### WHAT IS BEING ASKED
Output all lines exactly.

### GIVEN RECORDS
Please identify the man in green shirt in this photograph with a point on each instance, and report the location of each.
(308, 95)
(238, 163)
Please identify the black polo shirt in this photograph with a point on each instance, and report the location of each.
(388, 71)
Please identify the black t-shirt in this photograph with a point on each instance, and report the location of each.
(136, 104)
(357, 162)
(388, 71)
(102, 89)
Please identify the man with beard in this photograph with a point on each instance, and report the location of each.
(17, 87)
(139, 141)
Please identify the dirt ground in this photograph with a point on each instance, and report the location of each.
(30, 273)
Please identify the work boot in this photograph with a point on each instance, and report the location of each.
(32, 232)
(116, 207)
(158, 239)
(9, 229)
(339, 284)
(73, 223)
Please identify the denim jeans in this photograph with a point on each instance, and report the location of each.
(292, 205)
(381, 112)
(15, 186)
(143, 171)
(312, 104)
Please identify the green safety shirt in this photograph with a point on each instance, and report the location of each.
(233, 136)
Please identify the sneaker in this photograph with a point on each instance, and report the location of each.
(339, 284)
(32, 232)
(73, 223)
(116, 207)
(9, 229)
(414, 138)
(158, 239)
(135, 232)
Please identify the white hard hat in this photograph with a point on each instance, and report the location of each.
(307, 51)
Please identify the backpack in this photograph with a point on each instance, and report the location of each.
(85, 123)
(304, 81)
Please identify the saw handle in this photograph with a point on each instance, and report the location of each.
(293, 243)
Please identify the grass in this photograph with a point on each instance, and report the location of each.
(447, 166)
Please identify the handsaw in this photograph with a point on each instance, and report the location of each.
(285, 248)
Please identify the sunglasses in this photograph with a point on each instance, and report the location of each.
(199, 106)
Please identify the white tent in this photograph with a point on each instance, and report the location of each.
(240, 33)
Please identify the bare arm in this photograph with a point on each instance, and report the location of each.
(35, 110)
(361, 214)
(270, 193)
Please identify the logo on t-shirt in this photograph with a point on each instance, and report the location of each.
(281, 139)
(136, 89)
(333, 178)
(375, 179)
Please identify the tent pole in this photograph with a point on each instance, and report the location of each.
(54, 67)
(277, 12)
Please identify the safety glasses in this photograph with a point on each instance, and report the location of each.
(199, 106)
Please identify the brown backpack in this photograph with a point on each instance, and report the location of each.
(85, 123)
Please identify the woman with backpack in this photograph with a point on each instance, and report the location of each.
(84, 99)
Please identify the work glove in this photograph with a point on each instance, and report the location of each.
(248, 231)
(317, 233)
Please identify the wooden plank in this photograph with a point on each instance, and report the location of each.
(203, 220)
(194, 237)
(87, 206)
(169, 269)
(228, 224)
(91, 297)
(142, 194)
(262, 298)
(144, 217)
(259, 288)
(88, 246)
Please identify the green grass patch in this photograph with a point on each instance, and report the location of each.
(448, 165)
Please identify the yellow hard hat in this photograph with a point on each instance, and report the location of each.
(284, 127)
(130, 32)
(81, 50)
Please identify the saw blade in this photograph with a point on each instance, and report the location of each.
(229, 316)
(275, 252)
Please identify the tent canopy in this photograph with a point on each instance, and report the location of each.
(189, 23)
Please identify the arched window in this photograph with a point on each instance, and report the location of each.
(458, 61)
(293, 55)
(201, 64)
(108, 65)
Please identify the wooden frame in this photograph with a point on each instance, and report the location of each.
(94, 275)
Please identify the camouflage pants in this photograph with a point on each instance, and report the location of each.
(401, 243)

### THE RESULT
Please identify the man in green shirt in this photograph with a point on each instance, and report the location of each.
(308, 95)
(238, 163)
Please identify the black polo shirt in this photograph with a point on each instance, and report the location of each.
(388, 71)
Please identify the black t-shirt in this photograph with a point on each instance, and report the location of each.
(136, 104)
(357, 162)
(388, 71)
(102, 89)
Please identify the man with beard in this photograph with a point on each instance, and report the location of each.
(17, 87)
(139, 141)
Please identify the dirt ground in this photograph with a point on each instance, and report the location of each.
(30, 273)
Please identify the work boot in this photograph with a point on each instance, and report the location of each.
(32, 232)
(116, 207)
(158, 239)
(9, 229)
(339, 284)
(73, 223)
Please identify the denim jeans in this photograph with a point on each instance, and report the location of each.
(292, 205)
(381, 112)
(15, 186)
(143, 171)
(312, 104)
Please identify the green safety shirt in this photograph with a point on each instance, and report the location of each.
(233, 136)
Please identify the sneaker in this photograph with a point on each instance, and report the location of each.
(339, 284)
(32, 232)
(73, 223)
(116, 207)
(9, 229)
(414, 138)
(158, 239)
(135, 232)
Please identify the white hard hat in this photograph with a point on each instance, and report the location of each.
(307, 51)
Please identify the backpack in this photograph with a point on each instance, and report the location of each.
(85, 123)
(304, 81)
Please identify the saw handle in this photograph with a point on each instance, and report the location of each.
(293, 243)
Please identify the grass in this photograph with a point on each instance, and report the location of each.
(447, 166)
Please identify the handsaw in this photograph with a point on each instance, and report the location of each.
(285, 248)
Please identify the sunglasses in this photograph with a point on each instance, and report the location of each.
(199, 106)
Please identify the white tent in this photograph with a point on each instance, and report the location of each.
(240, 33)
Please identify the bare arm in this photograph with a point on each instance, and report the location of each.
(35, 110)
(361, 214)
(270, 193)
Please identify the logo on t-shirt in this photograph with a point on each instance, and report the location of each.
(281, 139)
(136, 89)
(333, 178)
(375, 179)
Please identify the tent pole in this photograph with a point on each instance, and report the location of each.
(54, 67)
(277, 12)
Please identify the safety glasses in this photograph with a point on each instance, and report the location of each.
(199, 106)
Please identify the brown backpack in this photograph with a point on each instance, and report the location of each.
(85, 123)
Please identify the woman with backpack in this photograph with a point on each instance, and report the location of each.
(84, 99)
Please identify the work glove in this photograph with a point on each instance, and report the location of each.
(248, 231)
(317, 233)
Please identify the wooden plank in this photograph with a point on each instance, and report the location of each.
(203, 220)
(194, 237)
(87, 206)
(169, 269)
(228, 224)
(91, 297)
(142, 194)
(262, 298)
(144, 217)
(259, 288)
(88, 246)
Please identify the green grass patch in this photograph with a point on each instance, and report the location of each.
(448, 165)
Please identify the yellow hard hat in this photograph with a point on each instance, and report the location of each.
(284, 127)
(130, 32)
(81, 50)
Please identify the saw blade in this photograph with a point on each instance, and report the location of each.
(229, 316)
(275, 252)
Please identify the tent canopy in this photograph with a point on each instance, and report the location of each.
(189, 23)
Please identify the arched window in this photograph with a point on each instance, and report the location of each.
(458, 61)
(293, 55)
(201, 64)
(108, 65)
Please identify the wooden frame in this photograph with a point on each instance, and report the location of each.
(94, 275)
Please identify the camouflage pants in this photograph with a point on each instance, and report the location of each.
(401, 243)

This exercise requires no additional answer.